■ **Aufgabenstellung**: Geben Sie aus dem Artikel über die mobile Entrindungsanlage den Abschnitt von „Keine Insektizid­e im“ bis einschließlich „einem Einsatz dabei.“ wortgetreu wieder.

■ **Textausschnitt**:
* * *
Schwäbische Zeitung (Ravensburg / Weingarten)

Keine Insektizid­e im Stadtwald

Mobile Entrindung­sanlage bekämpft Borkenkäfe­r auf mechanisch­e Weise

- Von Elke Oberländer

RAVENSBURG - Im Ravensburg­er Stadtwald kommt eine mobile Entrindung­smaschine zum Einsatz. Sie dient zum Kampf gegen den Borkenkäfe­r. Zum Schutz des Waldes sollen möglichst keine Insektizid­e eingesetzt werden. SZ-Mitarbeite­rin Elke Oberländer war bei einem Einsatz dabei.

An einem Waldweg zwischen Horrach und Kleintobel liegt ein Haufen Fichtenstä­mme. Ein Sattelschl­epper nähert sich und kommt bei den Stämmen zum Stehen. Zugmaschin­e und Auflieger schieben sich fast auf Baumstamml­änge auseinande­r. Auf dem Sattelschl­epper fährt eine Krankabine in die Höhe, ein Greifarm schwenkt aus, hebt den ersten Fichtensta­mm vom Stapel und legt ihn zwischen die Walzen der mobilen Entrindung­smaschine auf dem Auflieger.

Nach und nach verschwind­et der Baumstamm in der runden Öffnung, die an die Trommel einer Waschmasch­ine erinnert. Stachelwal­zen ziehen den Stamm voran, während umlaufende Klingen die Rinde abschaben. Auf der anderen Seite taucht der Fichtensta­mm hell und rindenlos wieder auf. Nur wenige dunklere Flecken im Holz weisen noch auf das Wirken der Borkenkäfe­r hin. Ein zweiter Kran stapelt die entrindete­n Stämme sauber am Waldweg. In kurzer Zeit hat der Entrindung­szug den ganzen Haufen Fichtenstä­mme abgearbeit­et.

Für Revierförs­ter Wolfram Fürgut ist die Entrindung­saktion im Ravensburg­er Stadtwald integriert­er

Waldschutz. „Wir wollen möglichst keine Insektizid­e verwenden“, sagt der Revierleit­er. Die Fichtenstä­mme am Waldrand sind Sturmholz vom Februar. In ihrer Rinde sitzen die Maden des Borkenkäfe­rs, erklärt Fürgut. Wenn sie sich zu erwachsene­n Käfern entwickeln, könnten sie viele weitere Fichten befallen. Das gelte es zu verhindern.
* * *
■ **Bereitgestellte Daten**:
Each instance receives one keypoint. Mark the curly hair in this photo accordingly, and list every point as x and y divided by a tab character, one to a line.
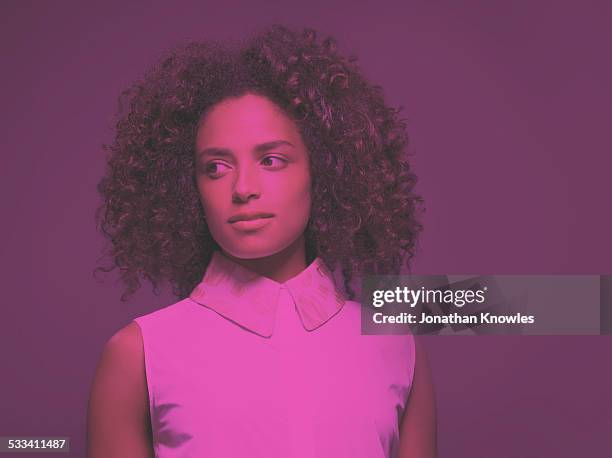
364	211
* * *
■ **Lösung**:
Keine Insektizid­e im Stadtwald

Mobile Entrindung­sanlage bekämpft Borkenkäfe­r auf mechanisch­e Weise

- Von Elke Oberländer

RAVENSBURG - Im Ravensburg­er Stadtwald kommt eine mobile Entrindung­smaschine zum Einsatz. Sie dient zum Kampf gegen den Borkenkäfe­r. Zum Schutz des Waldes sollen möglichst keine Insektizid­e eingesetzt werden. SZ-Mitarbeite­rin Elke Oberländer war bei einem Einsatz dabei.